Segment Start: Excerpt to read

My gut reaction is two-fold;

- is the line capable of bi-directional throughput at that level; prove
it via some other means like an unencrypted junk file transfer back and
forth

- is the VPN device processor maxing out? i.e. is it capable of feeding
the line at that rate with encrypted data

Tim Clarke

On 01/07/15 16:49, Vick Khera wrote:
> On Wed, Jul 1, 2015 at 10:40 AM, Jon Gerdes <[email protected]> wrote:
>
>> Your first job is to establish a real baseline.  That is: How fast can
>> you really move data between the two sites without any tunnels?  You may
>> have to be creative with NATting and other tricks to get a system at
>> each end to see the other.
>>
> After you have done this do some of these things. These are all things I
> had to try to debug a horribly performing OpenVPN tunnel (about 10% of raw
> baseline in one direction only, other direction was line speed).
>
>
>    - Turn on/off the network offloading switches: checksum, TCP
>    segmentation, LRO. Do this one at a time. For APU you want checksum offload
>    disabled, but the others on in normal use. Disable here only to satisfy
>    yourself that they are not the culprit.
>    - Try different ciphers. AES-128-CBC is great and works with the
>    hardware cryptodev engine in modern CPUs.
>    - turn on/off BSD cryptodev (you already did this one)
>    - Try TCP instead of UDP (likely will be slower, though)
>    - change the MTU size to be smaller on the VPN link using the advanced
>    OpenVPN configurations
>    - use NULL encryption to rule out slow CPU crypto (you've already done
>    this one)
>    - Switch to IPSEC to rule out some crazy on intermediate routers between
>    endpoints
>    - Use port 443/TCP for same reason as above.
>
> For me, none of this made a difference and I gave up. Until the one day
> that my primary firewall WAN NIC died on the motherboard. The failover box
> took over and suddenly OpenVPN was running at line speed between the two
> endpoints. It turns out in my case that the NIC had started to fail a few
> months before, and the only symptom was outbound wrapped packets, either
> OpenVPN or IPSEC, would be lost frequently and retransmitted. Nonetheless,
> the above tricks should help you optimize your connection once you
> determine your raw baseline speed.

Segment End: Excerpt to read
Segment Start: Data to examine

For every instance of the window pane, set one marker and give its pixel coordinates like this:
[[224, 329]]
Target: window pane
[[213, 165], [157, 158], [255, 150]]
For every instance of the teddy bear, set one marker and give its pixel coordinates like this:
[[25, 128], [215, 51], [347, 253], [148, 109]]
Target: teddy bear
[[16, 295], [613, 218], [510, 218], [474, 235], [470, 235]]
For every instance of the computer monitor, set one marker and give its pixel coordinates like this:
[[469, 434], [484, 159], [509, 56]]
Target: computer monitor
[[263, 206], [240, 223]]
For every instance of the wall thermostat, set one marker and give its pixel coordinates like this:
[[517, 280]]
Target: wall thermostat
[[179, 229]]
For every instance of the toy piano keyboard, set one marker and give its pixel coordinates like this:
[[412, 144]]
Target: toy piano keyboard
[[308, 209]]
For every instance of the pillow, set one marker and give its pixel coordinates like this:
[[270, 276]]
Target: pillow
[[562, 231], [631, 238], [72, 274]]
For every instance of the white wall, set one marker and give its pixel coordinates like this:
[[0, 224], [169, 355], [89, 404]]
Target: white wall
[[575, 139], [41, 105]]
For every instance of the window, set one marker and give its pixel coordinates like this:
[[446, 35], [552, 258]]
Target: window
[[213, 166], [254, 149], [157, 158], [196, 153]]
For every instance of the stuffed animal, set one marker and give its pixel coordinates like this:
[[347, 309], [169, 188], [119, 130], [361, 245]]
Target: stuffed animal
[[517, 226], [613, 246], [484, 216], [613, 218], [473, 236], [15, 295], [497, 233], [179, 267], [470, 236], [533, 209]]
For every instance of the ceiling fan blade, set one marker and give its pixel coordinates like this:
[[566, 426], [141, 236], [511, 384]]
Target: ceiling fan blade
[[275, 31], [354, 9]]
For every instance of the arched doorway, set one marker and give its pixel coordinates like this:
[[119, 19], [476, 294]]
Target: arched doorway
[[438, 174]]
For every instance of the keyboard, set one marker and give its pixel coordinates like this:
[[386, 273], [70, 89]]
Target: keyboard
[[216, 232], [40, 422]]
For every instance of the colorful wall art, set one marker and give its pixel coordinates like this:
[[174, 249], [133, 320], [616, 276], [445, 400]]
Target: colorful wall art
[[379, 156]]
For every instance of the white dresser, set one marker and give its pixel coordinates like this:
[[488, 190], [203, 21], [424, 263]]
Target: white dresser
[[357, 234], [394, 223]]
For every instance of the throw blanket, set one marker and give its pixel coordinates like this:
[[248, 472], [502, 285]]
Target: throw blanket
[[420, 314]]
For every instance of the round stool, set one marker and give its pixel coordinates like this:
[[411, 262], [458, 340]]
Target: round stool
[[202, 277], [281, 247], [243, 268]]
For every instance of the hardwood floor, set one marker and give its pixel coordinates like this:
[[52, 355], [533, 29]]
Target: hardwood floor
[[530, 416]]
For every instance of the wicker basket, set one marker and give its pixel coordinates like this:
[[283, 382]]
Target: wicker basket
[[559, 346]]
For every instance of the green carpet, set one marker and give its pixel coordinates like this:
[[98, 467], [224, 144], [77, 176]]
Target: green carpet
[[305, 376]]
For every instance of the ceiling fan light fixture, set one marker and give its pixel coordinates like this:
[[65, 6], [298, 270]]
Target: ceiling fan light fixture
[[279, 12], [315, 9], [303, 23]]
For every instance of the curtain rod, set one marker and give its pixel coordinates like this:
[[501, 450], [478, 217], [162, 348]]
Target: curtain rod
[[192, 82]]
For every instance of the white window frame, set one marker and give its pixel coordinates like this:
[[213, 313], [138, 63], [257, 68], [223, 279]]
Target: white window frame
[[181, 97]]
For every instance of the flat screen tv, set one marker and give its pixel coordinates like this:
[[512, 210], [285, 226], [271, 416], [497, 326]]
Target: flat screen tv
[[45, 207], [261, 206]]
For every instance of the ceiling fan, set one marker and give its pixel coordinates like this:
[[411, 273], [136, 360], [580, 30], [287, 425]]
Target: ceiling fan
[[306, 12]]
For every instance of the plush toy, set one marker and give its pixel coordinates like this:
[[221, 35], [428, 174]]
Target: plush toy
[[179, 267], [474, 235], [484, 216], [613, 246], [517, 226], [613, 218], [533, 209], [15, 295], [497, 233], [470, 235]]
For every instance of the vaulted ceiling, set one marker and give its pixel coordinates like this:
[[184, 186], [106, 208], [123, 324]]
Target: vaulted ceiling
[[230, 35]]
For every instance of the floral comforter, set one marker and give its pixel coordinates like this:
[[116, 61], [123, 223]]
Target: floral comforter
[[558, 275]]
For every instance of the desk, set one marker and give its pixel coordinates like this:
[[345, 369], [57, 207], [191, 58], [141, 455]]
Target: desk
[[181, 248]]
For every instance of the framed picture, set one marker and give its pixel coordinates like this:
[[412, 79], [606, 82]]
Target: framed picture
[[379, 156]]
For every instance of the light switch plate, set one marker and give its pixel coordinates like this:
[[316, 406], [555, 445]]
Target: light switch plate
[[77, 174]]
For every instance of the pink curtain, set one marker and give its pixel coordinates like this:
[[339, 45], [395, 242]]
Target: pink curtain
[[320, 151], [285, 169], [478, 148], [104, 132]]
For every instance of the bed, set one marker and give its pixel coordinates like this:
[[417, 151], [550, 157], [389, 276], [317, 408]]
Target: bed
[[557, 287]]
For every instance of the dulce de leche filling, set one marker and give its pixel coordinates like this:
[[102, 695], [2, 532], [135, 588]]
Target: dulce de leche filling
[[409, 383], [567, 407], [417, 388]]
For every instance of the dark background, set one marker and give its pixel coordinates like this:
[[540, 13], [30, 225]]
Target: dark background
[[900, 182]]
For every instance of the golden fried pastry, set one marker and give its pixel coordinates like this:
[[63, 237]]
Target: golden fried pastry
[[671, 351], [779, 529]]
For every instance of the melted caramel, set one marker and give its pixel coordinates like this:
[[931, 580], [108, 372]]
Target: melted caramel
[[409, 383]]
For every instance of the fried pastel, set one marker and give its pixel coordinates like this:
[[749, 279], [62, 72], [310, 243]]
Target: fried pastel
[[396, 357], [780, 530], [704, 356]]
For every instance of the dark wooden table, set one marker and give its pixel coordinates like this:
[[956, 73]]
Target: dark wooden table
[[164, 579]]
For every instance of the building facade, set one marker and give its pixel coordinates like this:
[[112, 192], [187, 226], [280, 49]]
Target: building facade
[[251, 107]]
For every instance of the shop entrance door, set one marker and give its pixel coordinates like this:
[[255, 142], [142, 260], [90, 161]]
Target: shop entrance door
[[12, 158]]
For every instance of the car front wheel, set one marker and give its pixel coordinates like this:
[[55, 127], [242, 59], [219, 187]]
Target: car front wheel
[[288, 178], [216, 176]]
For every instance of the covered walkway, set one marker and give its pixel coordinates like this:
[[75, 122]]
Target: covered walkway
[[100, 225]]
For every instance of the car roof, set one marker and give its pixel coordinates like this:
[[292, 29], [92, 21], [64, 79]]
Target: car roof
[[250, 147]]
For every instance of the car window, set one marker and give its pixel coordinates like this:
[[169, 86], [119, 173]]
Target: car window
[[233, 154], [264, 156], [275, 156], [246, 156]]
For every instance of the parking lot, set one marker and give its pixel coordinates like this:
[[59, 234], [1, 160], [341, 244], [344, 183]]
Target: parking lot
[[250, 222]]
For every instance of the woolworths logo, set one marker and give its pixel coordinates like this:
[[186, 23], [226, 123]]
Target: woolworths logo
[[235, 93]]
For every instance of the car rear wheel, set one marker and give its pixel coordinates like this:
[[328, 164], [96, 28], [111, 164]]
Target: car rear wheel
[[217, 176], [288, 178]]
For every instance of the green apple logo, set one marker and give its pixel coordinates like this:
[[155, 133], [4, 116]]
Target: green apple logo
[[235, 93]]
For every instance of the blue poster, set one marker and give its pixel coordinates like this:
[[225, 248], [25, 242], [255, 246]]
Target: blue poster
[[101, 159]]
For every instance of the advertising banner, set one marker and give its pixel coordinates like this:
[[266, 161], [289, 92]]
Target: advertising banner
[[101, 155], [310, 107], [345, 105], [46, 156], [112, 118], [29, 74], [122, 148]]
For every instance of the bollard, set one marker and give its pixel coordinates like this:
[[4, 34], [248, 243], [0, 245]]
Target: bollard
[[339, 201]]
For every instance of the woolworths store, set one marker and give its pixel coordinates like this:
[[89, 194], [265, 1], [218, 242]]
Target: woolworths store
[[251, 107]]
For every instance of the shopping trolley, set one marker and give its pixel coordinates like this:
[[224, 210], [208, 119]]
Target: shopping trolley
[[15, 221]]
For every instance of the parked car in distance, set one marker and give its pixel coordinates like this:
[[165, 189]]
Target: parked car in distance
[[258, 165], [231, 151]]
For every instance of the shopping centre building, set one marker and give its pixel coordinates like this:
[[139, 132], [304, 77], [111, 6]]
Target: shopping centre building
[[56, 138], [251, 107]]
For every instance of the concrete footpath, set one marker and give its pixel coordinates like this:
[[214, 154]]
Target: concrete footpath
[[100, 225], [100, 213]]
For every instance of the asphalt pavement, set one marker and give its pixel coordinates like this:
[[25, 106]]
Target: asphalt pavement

Segment End: Data to examine

__Exercise prompt__
Please reproduce the email about VPN throughput from "On 01/07/15 16:49, Vick" to "was line speed).".

__Reply__
On 01/07/15 16:49, Vick Khera wrote:
> On Wed, Jul 1, 2015 at 10:40 AM, Jon Gerdes <[email protected]> wrote:
>
>> Your first job is to establish a real baseline.  That is: How fast can
>> you really move data between the two sites without any tunnels?  You may
>> have to be creative with NATting and other tricks to get a system at
>> each end to see the other.
>>
> After you have done this do some of these things. These are all things I
> had to try to debug a horribly performing OpenVPN tunnel (about 10% of raw
> baseline in one direction only, other direction was line speed).